▸ Document extract
In a case that has been going on for almost a decade, a family successfully argued that the Johnson & Johnson should have included sufficient warnings about the risk of liver failure with the use of Infant Tylenol.
J&J argued that state failure-to-warn claims involving over-the-counter drugs are preempted under a Supreme Court ruling last year that did immune generic drugs from such lawsuits. Preemption is the notion that FDA approval of a drug supercedes state law claims challenging safety, efficacy, or labeling. Drugmakers and the FDA unsuccessfully argued three years ago before the Supreme Court that preemption exists by maintaining the agency’s actions are the final word on safety and effectiveness. There are, however, exceptions in which preemption prevails.
The case goes back to January 3, 2003 when a Louisiana mother Christina Hutto, and her mother Theresa, took her infant daughter Brianna Hutto to Opelousas General Health System’s emergency room hospital, due to a fever and upset bowels.
According to the court, while waiting for Brianna to be seen by a physician, Christina showed OGH emergency department personnel the bottle of Infants Tylenol she had administered to Brianna that morning. Brianna’s 11:00 a.m. dose of 0.8 ml Infant’s Tylenol was noted on the Intake sheet generated with Brianna’s treatment that evening.
After Brianna was examined by the emergency physician, an OGH nurse gave Christina written after-care instructions which instructed that Brianna be given three-quarters of a teaspoon “Tylenol.”

▸ Activity
Write the next part of the article about the Infant Tylenol failure-to-warn lawsuit, starting right after its final sentence. The items come from a separate source unrelated to the article.

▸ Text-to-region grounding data

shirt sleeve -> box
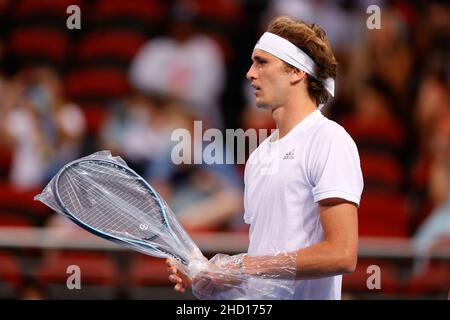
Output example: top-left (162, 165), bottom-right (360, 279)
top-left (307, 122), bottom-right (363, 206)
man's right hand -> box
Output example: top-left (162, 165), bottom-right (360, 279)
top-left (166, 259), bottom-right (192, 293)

▸ Exercise result
The record reflects that Theresa questioned whether the dose was appropriate for such a young infant, and the nurse left her and Christina. The nurse returned and changed the instruction from three-quarters of a teaspoon to one teaspoon, explaining the higher dose would be more effective for Brianna’s weight.
Unbeknownst to Christina and Theresa, the nurse’s instruction referred to Children’s Tylenol not Infant’s Tylenol because OGH used Children’s Tylenol exclusively. Christina and Theresa assumed the instruction referred to the Infants Tylenol Christina used before bringing Brianna to the hospital because she had shown the bottle to OGH personnel.
At the time, OGH nurses, not doctors, calculated the appropriate doses of acetaminophen. OHG’s representative testified that the nurse did not consult the doctor who treated Brianna when he gave his ‘Tylenol’ dosing instruction.
The family later gave their daughter teaspoon doses of Infant’s Tylenol, which is approximately four times more concentrated than Children’s Tylenol. The infant developed acute liver injury and died five days later while awaiting a liver transplant.
“Christina and Eric’s testimony show that Brianna was in pain and suffered until near her death. She was cognizant of them being present and wanted to be held and comforted by them, but they could not give her what she sought”, their lawyer said.
Christina and husband Eric sued the hospital, physician and manufacturer.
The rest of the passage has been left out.